ASSIGNMENT: Quote the passage of the blog post on John Betjeman below word for word, starting at "Sir John Betjeman" and ending at "the Evening Standard.".

DOCUMENT EXCERPT:
In 1995 I decided to write a series of poems all connected to Blankney village and which I called 'Blankney Anthology'. When I started writing a blog I felt it would be appropriate to include the poems as articles. Since the blog started on 1 January this year, I have included twenty poems in all, publishing roughly one a week. There were in fact twenty one poems in the Blankney Anthology, however, one entitled Blankney Guy Fawkes seems to have been mislaid. If at some point it turns up I will publish it. Meanwhile, as poetry is one of my great passions I would like to continue to publish some 'real poetry' in the Journal. My favourite poet is John Betjeman and therefore I have chosen his poems to publish, on average about one each week. As an introduction I have put together a short article about Betjeman, who I like to think of as a storyteller as well as a poet. I hope his poetry will give Journal readers a lot of pleasure.
When John Betjeman's 'Collected Poems' came out in 1958 they made publishing history and have since sold over two and a quarter million copies.
But Betjeman was not only a poet. Through his broadcasting and journalism he opened peoples eyes to the value of the buildings and landscape around them and became Btitain's grand champion of its heritage.
Sir John Betjeman was born in August 1906. He was an English poet, writer and broadcaster. His parents Ernest and Mabel ran a family firm manufacturing ornamental household furniture. Early schooling at Byron House and Highgate School led him to preparatory school in North Oxford and Marlborough College in Wiltshire. He entered Oxford University as a commoner at Magdalen College. Never a great scholar Betjeman left Oxford without a degree and worked briefly as a private secretary, school teacher and film critic for the Evening Standard.
In 1933 Betjeman married the Hon. Penelope Chetwood. The couple lived in Berkshire and had a son Paul and a daughter Paula (better known as Candida). Rejected for service in World War II he became British press attache in Dublin, Ireland.
By 1951 his marriage to Penelope was breaking down and he met Lady Elizabeth Cavendish who was to become his lifelong friend. His poetry was becoming hugely popular and in 1969 he was awarded a Knight Bachelor becoming Poet Laureate in 1972.
For the last decade of his life Betjeman increasingly suffered from Parkinson's Disease. He died at his home in Cornwall on 19 May 1984 at the age of 77, and is buried half a mile away in the churchyard at St Enodoc's Church.

RECORDED DATA:
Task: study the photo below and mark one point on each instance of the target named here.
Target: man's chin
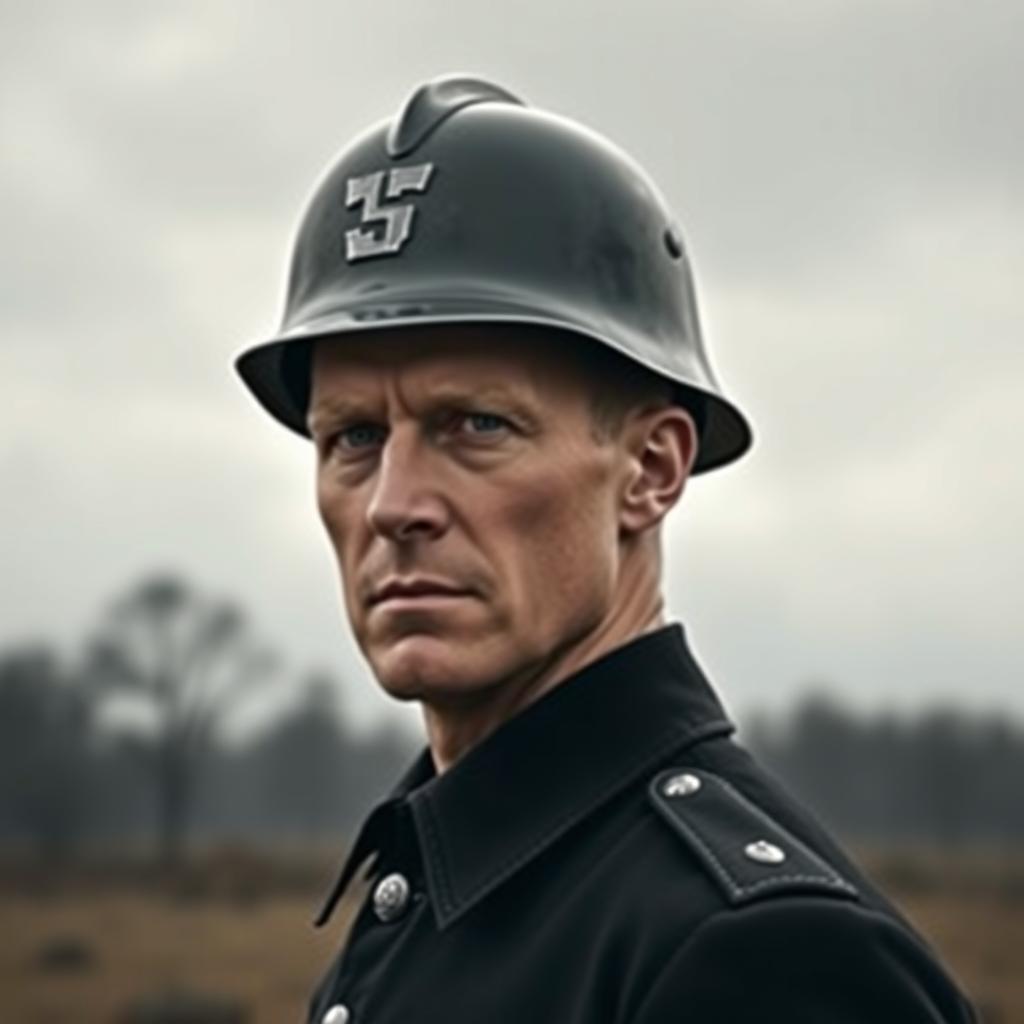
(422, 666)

...

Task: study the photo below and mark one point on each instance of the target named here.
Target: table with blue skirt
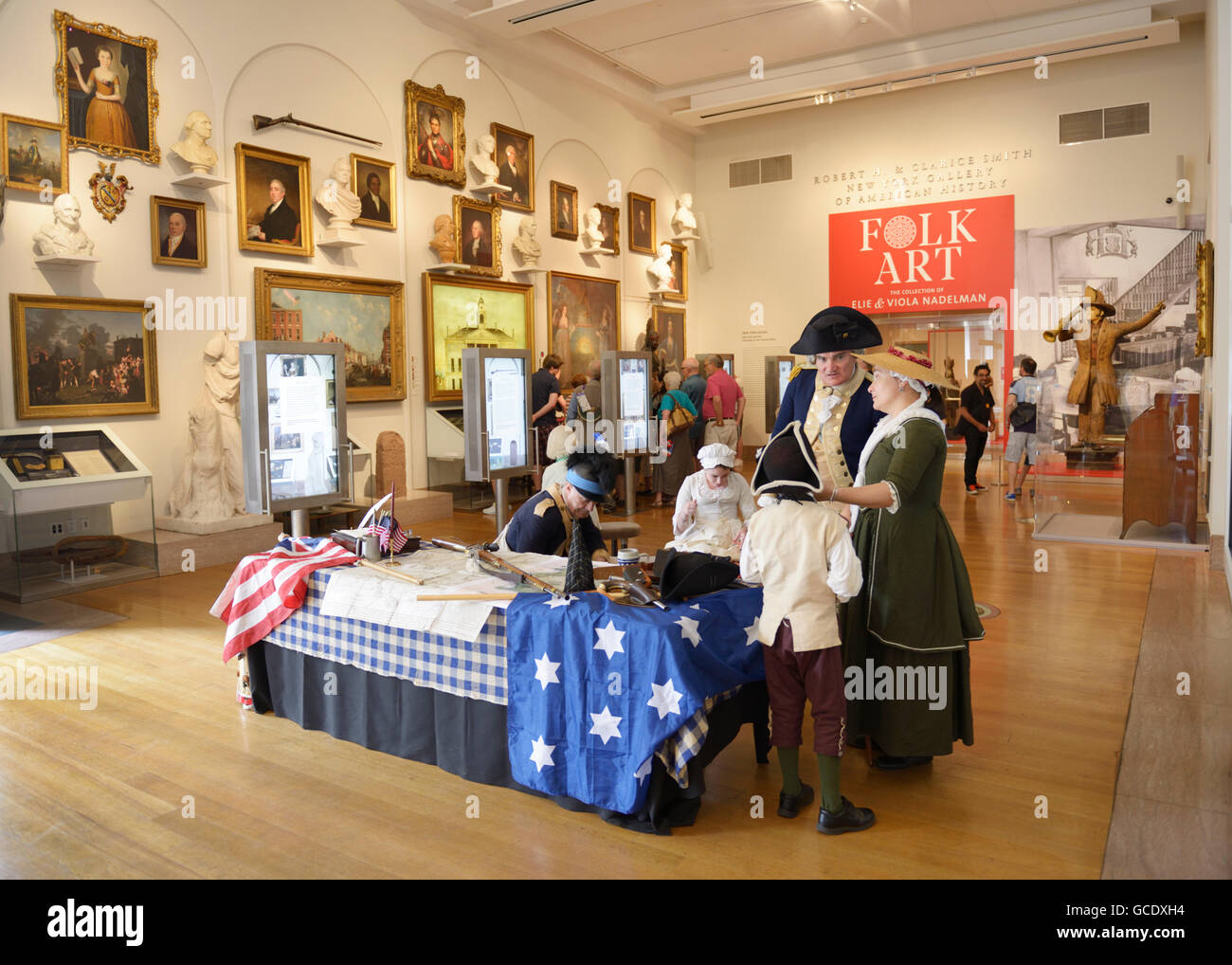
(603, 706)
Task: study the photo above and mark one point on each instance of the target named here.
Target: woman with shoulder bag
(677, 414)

...

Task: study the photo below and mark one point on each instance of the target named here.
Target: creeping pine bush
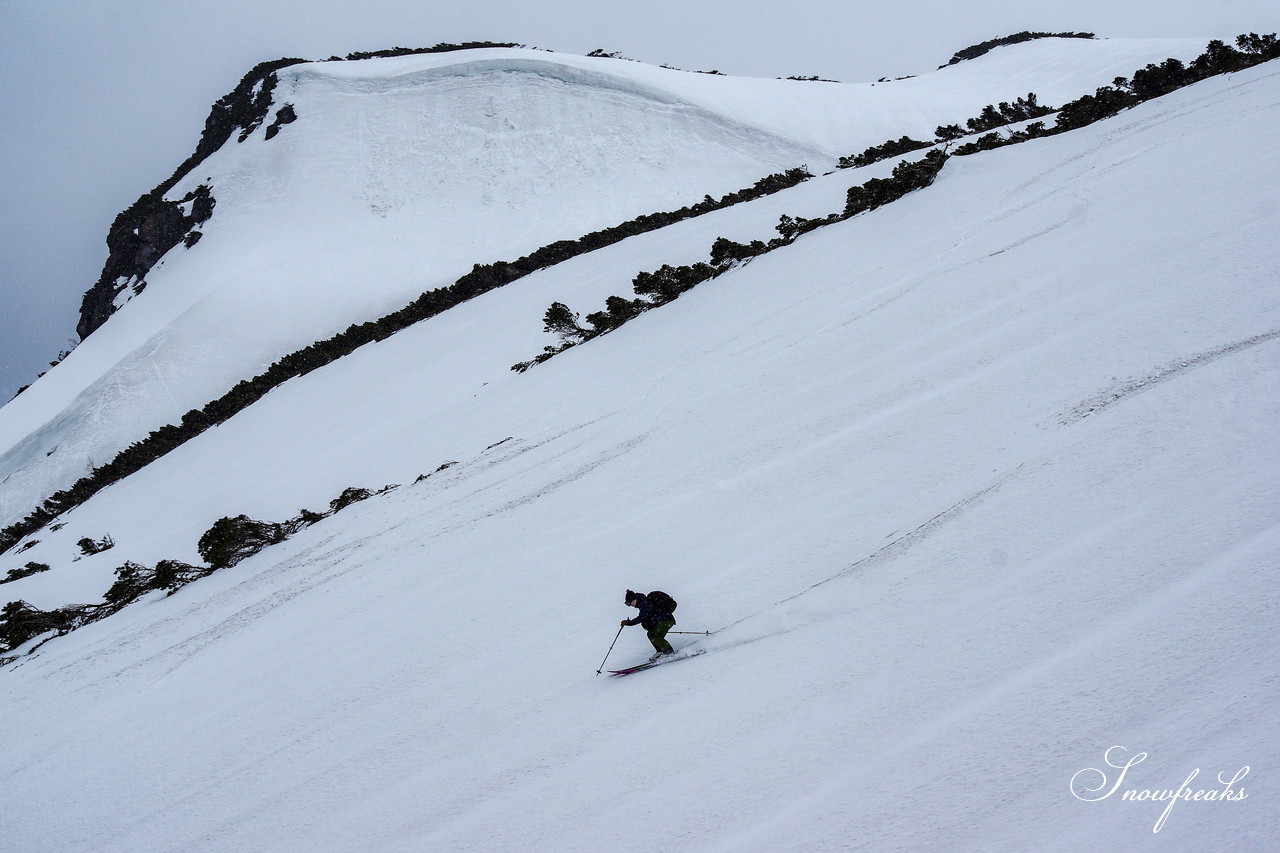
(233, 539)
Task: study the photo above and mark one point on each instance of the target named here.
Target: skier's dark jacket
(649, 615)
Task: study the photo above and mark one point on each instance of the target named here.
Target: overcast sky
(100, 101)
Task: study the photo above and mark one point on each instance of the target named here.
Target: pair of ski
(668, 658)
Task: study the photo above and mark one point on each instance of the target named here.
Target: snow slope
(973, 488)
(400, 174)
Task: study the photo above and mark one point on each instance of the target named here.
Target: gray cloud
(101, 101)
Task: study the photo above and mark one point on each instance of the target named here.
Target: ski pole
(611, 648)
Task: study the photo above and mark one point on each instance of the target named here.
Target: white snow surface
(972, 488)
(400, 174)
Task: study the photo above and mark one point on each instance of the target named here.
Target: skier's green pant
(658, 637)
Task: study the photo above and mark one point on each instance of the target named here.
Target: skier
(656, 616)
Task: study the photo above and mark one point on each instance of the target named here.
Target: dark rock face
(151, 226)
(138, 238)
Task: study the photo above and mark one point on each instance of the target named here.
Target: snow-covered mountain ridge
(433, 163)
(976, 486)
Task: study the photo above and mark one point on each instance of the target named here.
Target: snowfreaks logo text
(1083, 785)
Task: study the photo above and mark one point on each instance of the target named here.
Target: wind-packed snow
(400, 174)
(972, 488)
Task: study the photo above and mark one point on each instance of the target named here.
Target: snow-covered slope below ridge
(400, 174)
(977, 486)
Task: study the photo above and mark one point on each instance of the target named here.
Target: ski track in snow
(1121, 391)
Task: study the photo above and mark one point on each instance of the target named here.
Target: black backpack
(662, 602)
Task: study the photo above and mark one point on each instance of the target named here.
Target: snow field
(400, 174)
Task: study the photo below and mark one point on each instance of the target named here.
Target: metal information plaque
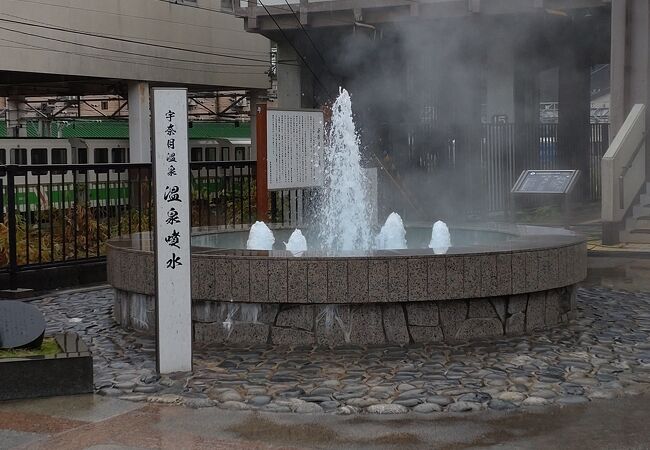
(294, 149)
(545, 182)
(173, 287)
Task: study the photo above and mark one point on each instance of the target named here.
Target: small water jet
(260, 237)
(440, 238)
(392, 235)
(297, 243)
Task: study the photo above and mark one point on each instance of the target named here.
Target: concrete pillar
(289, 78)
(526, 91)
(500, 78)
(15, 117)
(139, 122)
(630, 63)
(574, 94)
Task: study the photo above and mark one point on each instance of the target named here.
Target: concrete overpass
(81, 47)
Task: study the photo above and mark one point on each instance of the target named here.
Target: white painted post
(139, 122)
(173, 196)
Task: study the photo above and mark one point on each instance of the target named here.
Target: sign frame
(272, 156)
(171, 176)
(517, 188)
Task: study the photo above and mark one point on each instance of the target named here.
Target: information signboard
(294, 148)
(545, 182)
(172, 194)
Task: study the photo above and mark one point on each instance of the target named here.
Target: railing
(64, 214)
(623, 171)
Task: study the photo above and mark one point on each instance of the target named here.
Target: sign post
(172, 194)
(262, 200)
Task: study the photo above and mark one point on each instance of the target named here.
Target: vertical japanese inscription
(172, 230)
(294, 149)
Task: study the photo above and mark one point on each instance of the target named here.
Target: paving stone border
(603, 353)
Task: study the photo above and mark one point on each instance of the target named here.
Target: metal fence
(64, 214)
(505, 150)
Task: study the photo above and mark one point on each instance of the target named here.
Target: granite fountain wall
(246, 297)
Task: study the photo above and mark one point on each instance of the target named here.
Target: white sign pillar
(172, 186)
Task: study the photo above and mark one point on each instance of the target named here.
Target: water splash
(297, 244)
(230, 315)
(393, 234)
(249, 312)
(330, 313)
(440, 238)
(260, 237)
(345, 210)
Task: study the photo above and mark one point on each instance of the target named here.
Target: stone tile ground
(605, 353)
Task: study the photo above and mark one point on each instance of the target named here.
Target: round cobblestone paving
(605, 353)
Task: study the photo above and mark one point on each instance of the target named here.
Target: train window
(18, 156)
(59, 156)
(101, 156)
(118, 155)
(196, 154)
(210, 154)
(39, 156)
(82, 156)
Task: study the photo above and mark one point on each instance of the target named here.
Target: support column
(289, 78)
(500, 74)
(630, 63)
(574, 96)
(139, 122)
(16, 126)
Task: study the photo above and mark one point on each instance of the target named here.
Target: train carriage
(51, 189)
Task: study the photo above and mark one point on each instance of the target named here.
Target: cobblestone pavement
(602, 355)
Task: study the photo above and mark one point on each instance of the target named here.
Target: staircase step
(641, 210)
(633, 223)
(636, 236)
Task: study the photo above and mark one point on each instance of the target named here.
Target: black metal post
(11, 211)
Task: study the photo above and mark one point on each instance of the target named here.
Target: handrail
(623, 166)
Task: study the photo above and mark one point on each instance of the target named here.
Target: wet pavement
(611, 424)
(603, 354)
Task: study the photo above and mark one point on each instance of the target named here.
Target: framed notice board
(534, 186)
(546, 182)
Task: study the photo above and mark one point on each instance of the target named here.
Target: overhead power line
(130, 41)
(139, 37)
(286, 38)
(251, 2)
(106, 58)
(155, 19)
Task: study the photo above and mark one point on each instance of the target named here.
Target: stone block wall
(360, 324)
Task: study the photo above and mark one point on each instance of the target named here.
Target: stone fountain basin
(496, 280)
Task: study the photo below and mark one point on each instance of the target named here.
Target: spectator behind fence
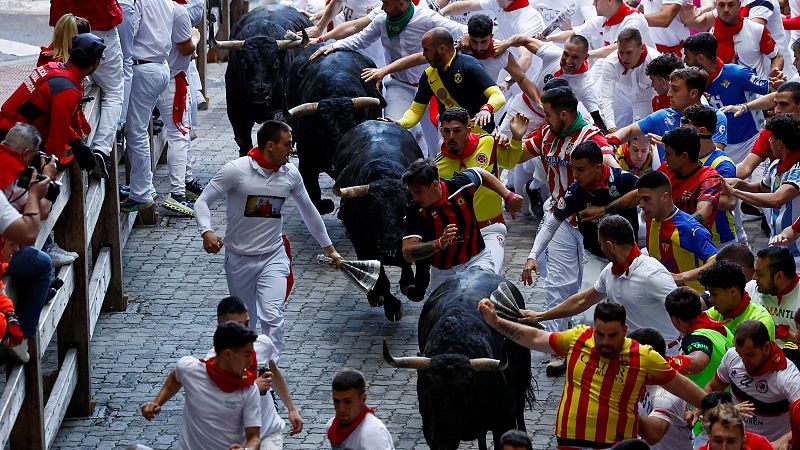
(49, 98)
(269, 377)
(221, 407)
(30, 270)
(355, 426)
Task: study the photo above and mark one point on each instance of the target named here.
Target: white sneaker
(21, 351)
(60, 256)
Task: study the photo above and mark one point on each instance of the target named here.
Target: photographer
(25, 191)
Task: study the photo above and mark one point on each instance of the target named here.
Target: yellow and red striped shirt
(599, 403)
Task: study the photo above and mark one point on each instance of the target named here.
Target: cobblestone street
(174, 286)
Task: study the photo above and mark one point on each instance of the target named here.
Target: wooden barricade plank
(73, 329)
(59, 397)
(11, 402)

THE ANSWER:
Sir John Betjeman was born in August 1906. He was an English poet, writer and broadcaster. His parents Ernest and Mabel ran a family firm manufacturing ornamental household furniture. Early schooling at Byron House and Highgate School led him to preparatory school in North Oxford and Marlborough College in Wiltshire. He entered Oxford University as a commoner at Magdalen College. Never a great scholar Betjeman left Oxford without a degree and worked briefly as a private secretary, school teacher and film critic for the Evening Standard.